__Required work__:
Reproduce the thalassemia passage word for word from "Thalassemias can be" to "heart, or bones.".

[Supplied passage]

Thalassemias are inherited blood disorders. If you have one, your body makes fewer healthy red blood cells and less hemoglobin. Hemoglobin is a protein that carries oxygen to the body. That leads to anemia. Thalassemias occur most often among people of Italian, Greek, Middle Eastern, Southern Asian, and African descent.
Thalassemias can be mild or severe. Some people have no symptoms or mild anemia. The most common severe type in the United States is called Cooley's anemia. It usually appears during the first two years of life. People with it may have severe anemia, slowed growth and delayed puberty, and problems with the spleen, liver, heart, or bones.
Doctors diagnose thalassemias using blood tests. Treatments include blood transfusions and treatment to remove excess iron from the body. If you have mild symptoms or no symptoms, you may not need treatment. In some severe cases, you may need a bone marrow transplant.

[/Supplied passage]
[Provided records]

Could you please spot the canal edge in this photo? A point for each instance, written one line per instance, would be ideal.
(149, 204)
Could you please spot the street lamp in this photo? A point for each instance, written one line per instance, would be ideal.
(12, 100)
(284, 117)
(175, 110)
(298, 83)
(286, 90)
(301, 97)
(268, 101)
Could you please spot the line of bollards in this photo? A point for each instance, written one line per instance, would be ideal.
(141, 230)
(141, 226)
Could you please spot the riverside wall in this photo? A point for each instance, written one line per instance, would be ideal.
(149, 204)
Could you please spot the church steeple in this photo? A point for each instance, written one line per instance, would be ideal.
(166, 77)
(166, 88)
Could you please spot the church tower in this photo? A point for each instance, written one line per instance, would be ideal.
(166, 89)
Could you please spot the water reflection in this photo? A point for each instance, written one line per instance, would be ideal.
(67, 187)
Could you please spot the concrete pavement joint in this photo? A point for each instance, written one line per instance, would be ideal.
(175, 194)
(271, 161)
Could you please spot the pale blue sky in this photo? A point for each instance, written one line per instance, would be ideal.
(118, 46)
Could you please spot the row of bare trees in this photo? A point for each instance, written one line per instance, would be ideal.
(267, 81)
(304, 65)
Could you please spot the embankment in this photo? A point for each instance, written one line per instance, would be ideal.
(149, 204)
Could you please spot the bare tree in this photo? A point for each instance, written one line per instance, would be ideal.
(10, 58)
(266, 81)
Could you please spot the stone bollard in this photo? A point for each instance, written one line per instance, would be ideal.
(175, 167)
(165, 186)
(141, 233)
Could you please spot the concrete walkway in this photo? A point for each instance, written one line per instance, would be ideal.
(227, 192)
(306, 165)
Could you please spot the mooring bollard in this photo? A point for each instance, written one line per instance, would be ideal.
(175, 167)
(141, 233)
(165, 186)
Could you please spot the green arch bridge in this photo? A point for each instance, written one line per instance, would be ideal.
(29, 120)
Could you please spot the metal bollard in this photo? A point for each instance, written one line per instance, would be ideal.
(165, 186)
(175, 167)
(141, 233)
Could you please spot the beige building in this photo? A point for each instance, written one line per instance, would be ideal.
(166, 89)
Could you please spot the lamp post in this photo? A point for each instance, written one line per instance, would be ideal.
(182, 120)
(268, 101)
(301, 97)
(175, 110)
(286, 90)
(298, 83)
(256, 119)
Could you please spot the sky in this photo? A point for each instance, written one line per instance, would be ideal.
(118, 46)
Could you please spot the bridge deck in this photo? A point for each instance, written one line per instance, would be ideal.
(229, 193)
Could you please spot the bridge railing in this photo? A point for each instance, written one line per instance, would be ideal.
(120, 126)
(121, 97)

[/Provided records]

__Solution to this problem__:
Thalassemias can be mild or severe. Some people have no symptoms or mild anemia. The most common severe type in the United States is called Cooley's anemia. It usually appears during the first two years of life. People with it may have severe anemia, slowed growth and delayed puberty, and problems with the spleen, liver, heart, or bones.